# [The problem]
What is needed is an exact transcription of every entry below.

# [Supplied data]
──────────

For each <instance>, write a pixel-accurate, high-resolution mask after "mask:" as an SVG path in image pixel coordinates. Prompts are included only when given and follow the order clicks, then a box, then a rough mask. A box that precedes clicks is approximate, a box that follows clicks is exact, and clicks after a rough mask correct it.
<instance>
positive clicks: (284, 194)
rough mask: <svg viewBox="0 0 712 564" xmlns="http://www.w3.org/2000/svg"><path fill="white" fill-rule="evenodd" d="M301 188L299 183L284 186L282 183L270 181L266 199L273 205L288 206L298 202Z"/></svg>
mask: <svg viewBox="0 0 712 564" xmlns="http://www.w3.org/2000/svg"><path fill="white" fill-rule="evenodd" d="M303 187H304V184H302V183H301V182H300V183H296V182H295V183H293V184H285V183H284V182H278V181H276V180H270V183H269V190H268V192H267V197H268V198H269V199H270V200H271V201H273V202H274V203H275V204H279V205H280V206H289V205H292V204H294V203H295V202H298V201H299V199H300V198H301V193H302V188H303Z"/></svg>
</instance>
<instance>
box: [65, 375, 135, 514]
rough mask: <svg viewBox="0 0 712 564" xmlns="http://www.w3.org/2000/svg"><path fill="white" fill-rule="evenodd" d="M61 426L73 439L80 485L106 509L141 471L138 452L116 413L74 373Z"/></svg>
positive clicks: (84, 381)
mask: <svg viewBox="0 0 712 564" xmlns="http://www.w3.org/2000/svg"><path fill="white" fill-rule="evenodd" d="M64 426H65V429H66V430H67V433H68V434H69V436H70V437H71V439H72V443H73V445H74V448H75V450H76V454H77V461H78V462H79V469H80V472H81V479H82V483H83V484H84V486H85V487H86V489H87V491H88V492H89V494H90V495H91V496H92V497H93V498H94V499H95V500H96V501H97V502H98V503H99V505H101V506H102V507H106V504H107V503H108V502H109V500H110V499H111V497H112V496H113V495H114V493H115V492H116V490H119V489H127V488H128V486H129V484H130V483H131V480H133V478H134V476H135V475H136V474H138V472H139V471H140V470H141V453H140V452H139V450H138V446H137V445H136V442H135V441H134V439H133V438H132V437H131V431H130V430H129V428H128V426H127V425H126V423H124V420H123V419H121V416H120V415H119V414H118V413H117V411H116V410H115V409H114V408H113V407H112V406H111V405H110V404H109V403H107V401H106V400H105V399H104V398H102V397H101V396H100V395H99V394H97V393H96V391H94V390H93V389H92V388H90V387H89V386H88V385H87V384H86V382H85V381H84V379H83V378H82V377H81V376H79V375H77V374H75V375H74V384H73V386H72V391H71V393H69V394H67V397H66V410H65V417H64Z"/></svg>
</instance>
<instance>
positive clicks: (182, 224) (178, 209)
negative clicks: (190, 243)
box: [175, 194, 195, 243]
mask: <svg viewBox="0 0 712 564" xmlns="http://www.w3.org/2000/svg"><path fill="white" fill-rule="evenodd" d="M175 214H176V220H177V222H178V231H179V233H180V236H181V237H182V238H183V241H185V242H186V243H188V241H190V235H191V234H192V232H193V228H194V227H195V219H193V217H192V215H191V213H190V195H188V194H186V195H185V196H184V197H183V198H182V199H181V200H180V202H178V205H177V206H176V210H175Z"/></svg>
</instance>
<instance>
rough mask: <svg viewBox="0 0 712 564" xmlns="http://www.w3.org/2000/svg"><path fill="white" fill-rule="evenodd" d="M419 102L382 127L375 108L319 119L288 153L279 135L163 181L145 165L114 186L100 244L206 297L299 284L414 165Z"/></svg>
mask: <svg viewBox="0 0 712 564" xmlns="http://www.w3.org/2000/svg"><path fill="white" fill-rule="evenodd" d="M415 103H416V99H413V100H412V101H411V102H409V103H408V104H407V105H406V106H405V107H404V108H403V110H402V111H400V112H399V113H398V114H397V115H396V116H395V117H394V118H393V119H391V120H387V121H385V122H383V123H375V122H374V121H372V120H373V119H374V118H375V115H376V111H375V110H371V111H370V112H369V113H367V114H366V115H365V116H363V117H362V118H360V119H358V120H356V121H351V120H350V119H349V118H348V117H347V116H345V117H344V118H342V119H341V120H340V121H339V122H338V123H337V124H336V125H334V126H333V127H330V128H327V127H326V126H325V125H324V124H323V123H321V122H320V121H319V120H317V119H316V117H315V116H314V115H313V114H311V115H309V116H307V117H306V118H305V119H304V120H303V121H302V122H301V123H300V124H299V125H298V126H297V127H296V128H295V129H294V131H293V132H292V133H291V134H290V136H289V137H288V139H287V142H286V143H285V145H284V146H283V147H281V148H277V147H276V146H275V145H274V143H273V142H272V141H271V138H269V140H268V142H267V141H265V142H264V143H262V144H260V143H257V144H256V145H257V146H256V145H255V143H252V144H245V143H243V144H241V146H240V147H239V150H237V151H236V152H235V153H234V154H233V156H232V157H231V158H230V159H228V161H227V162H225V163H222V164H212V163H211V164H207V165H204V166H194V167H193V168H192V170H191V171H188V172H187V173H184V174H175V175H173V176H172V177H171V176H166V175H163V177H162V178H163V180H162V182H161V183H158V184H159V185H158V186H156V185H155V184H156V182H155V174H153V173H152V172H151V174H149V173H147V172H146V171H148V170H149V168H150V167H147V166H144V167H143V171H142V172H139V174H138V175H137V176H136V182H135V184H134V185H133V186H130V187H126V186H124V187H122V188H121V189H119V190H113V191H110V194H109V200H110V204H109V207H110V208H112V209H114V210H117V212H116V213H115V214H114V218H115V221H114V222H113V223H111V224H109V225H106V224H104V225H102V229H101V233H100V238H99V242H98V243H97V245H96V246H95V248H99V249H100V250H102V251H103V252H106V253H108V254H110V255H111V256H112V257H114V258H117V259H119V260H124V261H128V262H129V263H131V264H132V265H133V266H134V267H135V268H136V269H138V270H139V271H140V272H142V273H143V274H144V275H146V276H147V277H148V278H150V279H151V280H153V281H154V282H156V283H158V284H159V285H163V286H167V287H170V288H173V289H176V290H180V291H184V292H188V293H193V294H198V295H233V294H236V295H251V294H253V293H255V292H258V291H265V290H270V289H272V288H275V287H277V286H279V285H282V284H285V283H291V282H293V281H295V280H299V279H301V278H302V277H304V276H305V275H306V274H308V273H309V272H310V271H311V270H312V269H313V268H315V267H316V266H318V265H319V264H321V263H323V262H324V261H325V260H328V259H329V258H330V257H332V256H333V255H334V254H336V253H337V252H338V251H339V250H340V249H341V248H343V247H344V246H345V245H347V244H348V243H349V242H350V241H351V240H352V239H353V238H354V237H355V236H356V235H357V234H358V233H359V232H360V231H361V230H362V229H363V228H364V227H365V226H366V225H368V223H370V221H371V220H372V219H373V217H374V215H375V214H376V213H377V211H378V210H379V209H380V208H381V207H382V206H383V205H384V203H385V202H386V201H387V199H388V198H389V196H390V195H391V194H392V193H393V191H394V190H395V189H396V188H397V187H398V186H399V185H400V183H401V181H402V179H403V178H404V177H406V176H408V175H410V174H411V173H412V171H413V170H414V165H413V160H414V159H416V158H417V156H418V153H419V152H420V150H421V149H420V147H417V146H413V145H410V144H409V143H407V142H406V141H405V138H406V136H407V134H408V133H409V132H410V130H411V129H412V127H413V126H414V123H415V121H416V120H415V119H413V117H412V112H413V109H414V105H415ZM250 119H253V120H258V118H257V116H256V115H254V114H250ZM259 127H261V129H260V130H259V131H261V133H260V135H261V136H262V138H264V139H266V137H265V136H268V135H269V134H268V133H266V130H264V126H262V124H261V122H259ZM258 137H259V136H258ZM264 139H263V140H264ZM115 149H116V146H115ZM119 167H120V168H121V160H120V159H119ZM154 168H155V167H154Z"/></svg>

──────────

# [Answer space]
For each <instance>, write a pixel-accurate, high-resolution mask after "mask:" as an SVG path in image pixel coordinates. Prompts are included only when given and follow the order clicks, then a box, then a rough mask. A box that precedes clicks is approximate, a box that follows clicks is exact, and clicks after a rough mask correct it.
<instance>
positive clicks: (284, 194)
rough mask: <svg viewBox="0 0 712 564" xmlns="http://www.w3.org/2000/svg"><path fill="white" fill-rule="evenodd" d="M301 188L299 183L284 186L282 183L270 181L266 199L273 205L288 206L298 202Z"/></svg>
mask: <svg viewBox="0 0 712 564" xmlns="http://www.w3.org/2000/svg"><path fill="white" fill-rule="evenodd" d="M303 187H304V184H302V183H301V182H300V183H296V182H295V183H293V184H285V183H284V182H278V181H276V180H270V183H269V190H268V192H267V197H268V198H269V199H270V200H271V201H273V202H274V203H275V204H279V205H280V206H289V205H292V204H294V203H295V202H298V201H299V199H300V198H301V193H302V188H303Z"/></svg>
</instance>
<instance>
box: [65, 375, 135, 514]
rough mask: <svg viewBox="0 0 712 564" xmlns="http://www.w3.org/2000/svg"><path fill="white" fill-rule="evenodd" d="M61 426L73 439L80 485L106 509L141 471L138 452L116 413L74 373Z"/></svg>
positive clicks: (84, 381)
mask: <svg viewBox="0 0 712 564" xmlns="http://www.w3.org/2000/svg"><path fill="white" fill-rule="evenodd" d="M64 426H65V429H66V430H67V433H68V434H69V436H70V437H71V439H72V443H73V445H74V448H75V450H76V454H77V461H78V462H79V469H80V472H81V479H82V483H83V484H84V486H85V487H86V489H87V491H88V492H89V494H90V495H91V496H92V497H93V498H94V499H95V500H96V501H97V502H98V503H99V505H101V506H102V507H106V504H107V503H108V502H109V500H110V499H111V497H112V496H113V495H114V493H115V492H116V490H119V489H127V488H128V486H129V484H130V483H131V480H133V478H134V476H135V475H136V474H138V472H139V471H140V470H141V453H140V452H139V450H138V446H137V445H136V442H135V441H134V439H133V438H132V437H131V431H130V430H129V428H128V426H127V425H126V423H124V420H123V419H121V416H120V415H119V414H118V413H117V411H116V410H115V409H114V408H113V407H112V406H111V405H110V404H109V403H107V401H106V400H105V399H104V398H102V397H101V396H100V395H99V394H97V393H96V391H94V390H93V389H92V388H90V387H89V386H88V385H87V384H86V382H85V381H84V379H83V378H82V377H81V376H79V375H77V374H75V375H74V384H73V386H72V391H71V393H69V394H67V397H66V410H65V417H64Z"/></svg>
</instance>
<instance>
positive clicks: (182, 224) (178, 209)
negative clicks: (190, 243)
box: [175, 194, 195, 243]
mask: <svg viewBox="0 0 712 564" xmlns="http://www.w3.org/2000/svg"><path fill="white" fill-rule="evenodd" d="M175 214H176V220H177V222H178V231H179V233H180V236H181V237H182V238H183V241H185V242H186V243H188V241H190V235H191V234H192V232H193V228H194V227H195V219H193V217H192V215H191V213H190V195H188V194H186V195H185V196H184V197H183V198H182V199H181V200H180V202H178V205H177V206H176V210H175Z"/></svg>
</instance>
<instance>
rough mask: <svg viewBox="0 0 712 564" xmlns="http://www.w3.org/2000/svg"><path fill="white" fill-rule="evenodd" d="M419 102L382 127L375 108L319 119L288 153L279 135L163 181L145 165L114 186L100 244L206 297L299 284L414 165Z"/></svg>
mask: <svg viewBox="0 0 712 564" xmlns="http://www.w3.org/2000/svg"><path fill="white" fill-rule="evenodd" d="M415 103H416V99H413V100H412V101H411V102H409V103H408V104H407V105H406V106H405V107H404V108H403V110H402V111H400V112H399V113H398V114H397V115H396V116H395V117H394V118H393V119H391V120H387V121H385V122H383V123H375V122H374V121H372V120H373V119H374V118H375V115H376V111H375V110H371V111H370V112H369V113H367V114H366V115H365V116H363V117H362V118H360V119H358V120H356V121H351V120H350V119H349V118H348V117H347V116H345V117H344V118H342V119H341V120H340V121H339V122H338V123H337V124H336V125H334V126H333V127H330V128H327V127H326V126H325V125H324V124H323V123H321V122H320V121H319V120H317V119H316V117H315V116H314V115H313V114H311V115H309V116H307V117H306V118H305V119H304V120H303V121H302V122H301V123H300V124H299V125H298V126H297V127H296V128H295V129H294V131H293V132H292V133H291V134H290V136H289V137H288V139H287V142H286V143H285V145H284V146H283V147H281V148H277V147H276V146H275V145H274V143H273V142H272V141H271V138H269V140H268V142H267V141H265V142H264V143H262V144H260V143H257V144H256V145H257V146H256V145H255V143H252V144H245V143H243V144H241V146H240V147H239V150H237V151H236V152H235V153H234V154H233V156H232V157H231V158H230V159H228V161H227V162H225V163H222V164H212V163H211V164H207V165H204V166H194V167H193V168H192V170H191V171H188V172H187V173H184V174H175V175H173V176H172V177H171V176H166V175H163V177H162V178H163V180H162V182H161V183H158V184H159V185H158V186H156V185H155V184H156V182H155V174H153V173H152V172H151V174H149V173H147V172H146V171H148V170H149V168H150V167H147V166H144V167H143V171H142V172H139V174H138V175H137V176H136V182H135V184H134V185H133V186H130V187H126V186H124V187H122V188H121V189H119V190H113V191H110V194H109V200H110V204H109V207H110V208H112V209H114V210H117V212H116V213H115V214H114V218H115V221H114V222H113V223H111V224H109V225H106V224H104V225H102V229H101V233H100V238H99V242H98V243H97V245H96V246H95V248H99V249H100V250H102V251H103V252H106V253H108V254H110V255H111V256H112V257H114V258H117V259H119V260H124V261H128V262H129V263H131V264H132V265H133V266H134V267H135V268H136V269H138V270H139V271H140V272H142V273H143V274H144V275H146V276H147V277H148V278H150V279H151V280H153V281H154V282H156V283H158V284H159V285H163V286H167V287H170V288H173V289H176V290H180V291H184V292H188V293H193V294H198V295H233V294H236V295H251V294H253V293H255V292H258V291H265V290H270V289H272V288H275V287H277V286H279V285H282V284H285V283H291V282H293V281H295V280H299V279H301V278H302V277H304V276H305V275H306V274H308V273H309V272H310V271H311V270H312V269H313V268H315V267H316V266H318V265H319V264H321V263H323V262H324V261H325V260H328V259H329V258H330V257H332V256H333V255H334V254H336V253H337V252H338V251H339V250H340V249H341V248H343V247H344V246H345V245H347V244H348V243H349V242H350V241H351V240H352V239H353V238H354V237H355V236H356V235H357V234H358V233H359V232H360V231H361V230H362V229H363V228H364V227H365V226H366V225H368V223H370V221H371V220H372V219H373V217H374V215H375V214H376V213H377V211H378V210H379V209H380V208H381V207H382V206H383V205H384V203H385V202H386V201H387V199H388V198H389V196H390V195H391V194H392V193H393V191H394V190H395V189H396V188H397V187H398V186H399V185H400V183H401V181H402V179H403V178H404V177H406V176H408V175H410V174H411V173H412V171H413V170H414V165H413V160H414V159H416V158H417V156H418V153H419V152H420V150H421V149H420V147H417V146H413V145H410V144H409V143H407V142H406V141H405V138H406V136H407V134H408V133H409V132H410V130H411V129H412V127H413V126H414V123H415V121H416V120H415V119H413V117H412V112H413V109H414V105H415ZM250 119H253V120H258V118H257V116H256V115H254V114H250ZM259 127H261V129H260V130H259V131H261V133H260V135H261V136H262V138H264V139H266V137H265V136H268V135H269V134H268V133H266V130H264V126H262V124H261V122H259ZM258 137H259V136H258ZM264 139H263V140H264ZM115 149H116V146H115ZM119 167H120V168H121V160H120V159H119ZM154 168H155V167H154Z"/></svg>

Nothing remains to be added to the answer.